> **DATA RECORDS**
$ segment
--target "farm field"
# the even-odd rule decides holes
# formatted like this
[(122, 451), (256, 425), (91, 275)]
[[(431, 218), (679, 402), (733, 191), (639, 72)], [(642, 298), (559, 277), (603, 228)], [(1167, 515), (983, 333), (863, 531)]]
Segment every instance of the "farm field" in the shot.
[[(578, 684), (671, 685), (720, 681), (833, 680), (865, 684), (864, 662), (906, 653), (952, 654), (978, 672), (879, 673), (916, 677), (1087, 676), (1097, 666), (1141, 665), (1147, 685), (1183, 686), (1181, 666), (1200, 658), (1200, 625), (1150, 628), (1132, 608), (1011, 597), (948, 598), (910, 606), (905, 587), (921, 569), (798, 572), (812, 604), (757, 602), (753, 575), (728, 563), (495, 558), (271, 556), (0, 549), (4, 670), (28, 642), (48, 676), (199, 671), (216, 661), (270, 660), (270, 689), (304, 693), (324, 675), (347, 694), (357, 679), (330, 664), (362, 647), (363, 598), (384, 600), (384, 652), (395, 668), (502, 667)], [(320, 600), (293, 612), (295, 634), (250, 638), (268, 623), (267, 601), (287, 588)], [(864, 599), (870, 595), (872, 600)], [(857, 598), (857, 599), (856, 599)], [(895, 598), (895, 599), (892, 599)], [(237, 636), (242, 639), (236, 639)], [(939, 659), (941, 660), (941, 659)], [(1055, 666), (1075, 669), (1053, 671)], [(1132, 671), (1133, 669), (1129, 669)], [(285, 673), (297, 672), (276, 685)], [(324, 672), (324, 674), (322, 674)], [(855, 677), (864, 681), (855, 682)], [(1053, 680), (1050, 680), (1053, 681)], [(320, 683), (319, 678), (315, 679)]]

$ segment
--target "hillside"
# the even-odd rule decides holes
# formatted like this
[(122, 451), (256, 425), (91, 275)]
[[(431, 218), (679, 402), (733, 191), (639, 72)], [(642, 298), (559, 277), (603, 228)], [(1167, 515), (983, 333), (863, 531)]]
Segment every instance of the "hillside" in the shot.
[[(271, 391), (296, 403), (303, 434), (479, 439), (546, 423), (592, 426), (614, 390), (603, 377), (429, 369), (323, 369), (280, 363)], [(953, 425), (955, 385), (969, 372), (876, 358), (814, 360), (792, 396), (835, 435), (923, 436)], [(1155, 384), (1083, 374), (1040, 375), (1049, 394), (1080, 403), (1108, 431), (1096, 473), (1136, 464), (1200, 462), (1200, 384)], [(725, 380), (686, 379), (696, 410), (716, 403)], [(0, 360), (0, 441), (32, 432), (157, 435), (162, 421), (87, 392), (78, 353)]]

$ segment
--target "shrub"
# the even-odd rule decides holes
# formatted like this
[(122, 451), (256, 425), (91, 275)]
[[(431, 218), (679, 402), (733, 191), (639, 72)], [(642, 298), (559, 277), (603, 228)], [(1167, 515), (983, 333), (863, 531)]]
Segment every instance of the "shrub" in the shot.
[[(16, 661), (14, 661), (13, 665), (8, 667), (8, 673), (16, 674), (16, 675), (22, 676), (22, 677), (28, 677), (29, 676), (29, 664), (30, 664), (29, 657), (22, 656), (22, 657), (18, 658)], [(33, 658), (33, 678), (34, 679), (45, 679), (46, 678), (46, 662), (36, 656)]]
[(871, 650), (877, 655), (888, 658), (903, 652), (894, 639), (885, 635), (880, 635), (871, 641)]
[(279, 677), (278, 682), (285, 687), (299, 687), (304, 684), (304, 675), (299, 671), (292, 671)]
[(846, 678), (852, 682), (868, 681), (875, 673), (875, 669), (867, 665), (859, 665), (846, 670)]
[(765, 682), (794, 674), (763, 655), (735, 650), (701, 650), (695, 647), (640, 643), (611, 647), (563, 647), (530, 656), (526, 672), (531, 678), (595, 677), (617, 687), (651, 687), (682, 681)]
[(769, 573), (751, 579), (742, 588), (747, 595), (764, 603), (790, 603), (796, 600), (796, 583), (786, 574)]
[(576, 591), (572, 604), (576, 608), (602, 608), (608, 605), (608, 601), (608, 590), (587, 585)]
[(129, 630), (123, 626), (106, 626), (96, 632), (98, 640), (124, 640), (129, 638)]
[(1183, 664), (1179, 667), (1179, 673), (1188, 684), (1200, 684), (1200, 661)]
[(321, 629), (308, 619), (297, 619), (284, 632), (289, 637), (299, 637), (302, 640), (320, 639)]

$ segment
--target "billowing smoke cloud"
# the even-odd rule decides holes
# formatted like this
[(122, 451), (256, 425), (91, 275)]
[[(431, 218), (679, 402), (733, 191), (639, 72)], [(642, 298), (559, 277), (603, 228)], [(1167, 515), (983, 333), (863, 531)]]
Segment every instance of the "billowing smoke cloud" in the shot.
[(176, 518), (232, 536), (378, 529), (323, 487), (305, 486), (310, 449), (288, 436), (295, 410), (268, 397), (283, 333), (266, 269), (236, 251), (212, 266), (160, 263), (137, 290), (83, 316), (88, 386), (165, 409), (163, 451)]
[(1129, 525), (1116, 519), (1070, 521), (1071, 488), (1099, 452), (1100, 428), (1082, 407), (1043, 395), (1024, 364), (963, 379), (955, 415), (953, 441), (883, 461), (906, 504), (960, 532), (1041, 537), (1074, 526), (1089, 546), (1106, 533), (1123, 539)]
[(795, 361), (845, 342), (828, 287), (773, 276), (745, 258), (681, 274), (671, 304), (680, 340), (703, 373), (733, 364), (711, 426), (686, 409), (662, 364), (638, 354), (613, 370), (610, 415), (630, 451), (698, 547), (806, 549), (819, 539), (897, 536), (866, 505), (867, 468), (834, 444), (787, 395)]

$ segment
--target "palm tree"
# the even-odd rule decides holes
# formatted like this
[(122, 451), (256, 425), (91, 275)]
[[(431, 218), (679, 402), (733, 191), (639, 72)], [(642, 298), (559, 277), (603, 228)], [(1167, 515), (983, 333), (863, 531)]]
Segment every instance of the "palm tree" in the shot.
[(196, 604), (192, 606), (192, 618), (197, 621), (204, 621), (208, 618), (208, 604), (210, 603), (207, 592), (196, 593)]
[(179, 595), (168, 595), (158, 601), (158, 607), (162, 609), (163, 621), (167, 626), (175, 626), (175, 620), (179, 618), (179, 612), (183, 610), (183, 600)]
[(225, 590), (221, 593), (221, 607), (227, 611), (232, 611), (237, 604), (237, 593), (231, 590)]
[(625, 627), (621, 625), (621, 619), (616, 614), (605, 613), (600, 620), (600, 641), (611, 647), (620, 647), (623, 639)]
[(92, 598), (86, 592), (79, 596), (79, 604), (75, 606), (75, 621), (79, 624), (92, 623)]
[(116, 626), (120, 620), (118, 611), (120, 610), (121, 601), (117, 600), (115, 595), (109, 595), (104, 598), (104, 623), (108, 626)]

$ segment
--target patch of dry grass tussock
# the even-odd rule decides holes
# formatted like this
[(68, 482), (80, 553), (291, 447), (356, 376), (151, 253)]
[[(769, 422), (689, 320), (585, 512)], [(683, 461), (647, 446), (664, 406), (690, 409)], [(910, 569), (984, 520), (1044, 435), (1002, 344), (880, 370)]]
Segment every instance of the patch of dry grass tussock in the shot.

> **TASK BRIEF**
Determine the number of lines in the material above that include the word "grass". Give that number and no other text.

> **REPLY**
2